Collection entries
>> START
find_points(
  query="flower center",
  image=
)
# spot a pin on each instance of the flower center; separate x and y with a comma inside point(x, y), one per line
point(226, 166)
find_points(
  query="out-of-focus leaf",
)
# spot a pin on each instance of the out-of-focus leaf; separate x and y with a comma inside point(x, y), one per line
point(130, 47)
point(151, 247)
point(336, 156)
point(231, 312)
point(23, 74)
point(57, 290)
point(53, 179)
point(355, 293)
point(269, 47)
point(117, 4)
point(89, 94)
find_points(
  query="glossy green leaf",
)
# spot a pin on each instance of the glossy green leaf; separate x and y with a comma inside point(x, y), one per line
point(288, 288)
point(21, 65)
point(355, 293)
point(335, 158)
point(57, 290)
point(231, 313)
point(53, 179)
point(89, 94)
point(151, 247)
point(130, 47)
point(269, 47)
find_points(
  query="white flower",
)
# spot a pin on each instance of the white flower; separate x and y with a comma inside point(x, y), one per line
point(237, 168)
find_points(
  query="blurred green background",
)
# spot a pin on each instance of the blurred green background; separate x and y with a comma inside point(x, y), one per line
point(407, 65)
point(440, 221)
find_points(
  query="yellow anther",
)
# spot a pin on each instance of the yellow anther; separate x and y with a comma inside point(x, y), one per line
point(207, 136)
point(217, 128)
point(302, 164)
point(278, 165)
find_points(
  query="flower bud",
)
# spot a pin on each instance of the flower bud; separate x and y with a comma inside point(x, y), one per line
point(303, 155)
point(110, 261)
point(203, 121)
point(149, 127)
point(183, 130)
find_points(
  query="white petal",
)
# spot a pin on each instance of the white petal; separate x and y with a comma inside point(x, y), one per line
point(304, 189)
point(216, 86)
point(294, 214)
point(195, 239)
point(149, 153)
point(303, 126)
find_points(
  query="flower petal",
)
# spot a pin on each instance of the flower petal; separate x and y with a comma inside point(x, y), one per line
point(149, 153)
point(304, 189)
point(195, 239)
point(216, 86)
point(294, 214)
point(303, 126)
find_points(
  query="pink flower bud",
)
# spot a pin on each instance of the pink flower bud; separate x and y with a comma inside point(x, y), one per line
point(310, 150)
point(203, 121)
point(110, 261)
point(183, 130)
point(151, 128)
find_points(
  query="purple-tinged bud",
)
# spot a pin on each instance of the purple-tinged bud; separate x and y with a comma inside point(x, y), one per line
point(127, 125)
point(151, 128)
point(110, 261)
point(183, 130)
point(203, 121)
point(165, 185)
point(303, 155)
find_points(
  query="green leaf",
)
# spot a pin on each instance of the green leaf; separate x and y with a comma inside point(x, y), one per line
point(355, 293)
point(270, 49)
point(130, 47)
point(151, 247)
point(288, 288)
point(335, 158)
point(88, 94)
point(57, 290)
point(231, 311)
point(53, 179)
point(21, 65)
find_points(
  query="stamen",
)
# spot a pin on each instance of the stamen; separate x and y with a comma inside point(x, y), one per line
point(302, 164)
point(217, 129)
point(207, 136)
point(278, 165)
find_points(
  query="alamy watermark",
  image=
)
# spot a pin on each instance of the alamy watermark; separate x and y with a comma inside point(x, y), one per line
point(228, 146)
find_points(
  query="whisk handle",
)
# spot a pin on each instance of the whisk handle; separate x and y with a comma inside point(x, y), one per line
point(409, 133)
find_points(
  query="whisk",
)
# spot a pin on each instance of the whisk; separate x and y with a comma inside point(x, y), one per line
>> END
▸ **YOUR GOAL**:
Extract every line of the records above that contains the string "white". Matching is case-sensitive.

▸ **EXERCISE RESULT**:
  query="white flower",
# spot a pin on each instance of the white flower; separate x and y with a comma inside point(x, y), one per line
  query="white petal",
# spot a pin on each instance of the white petal; separate x and y with a comma inside point(x, y), one per line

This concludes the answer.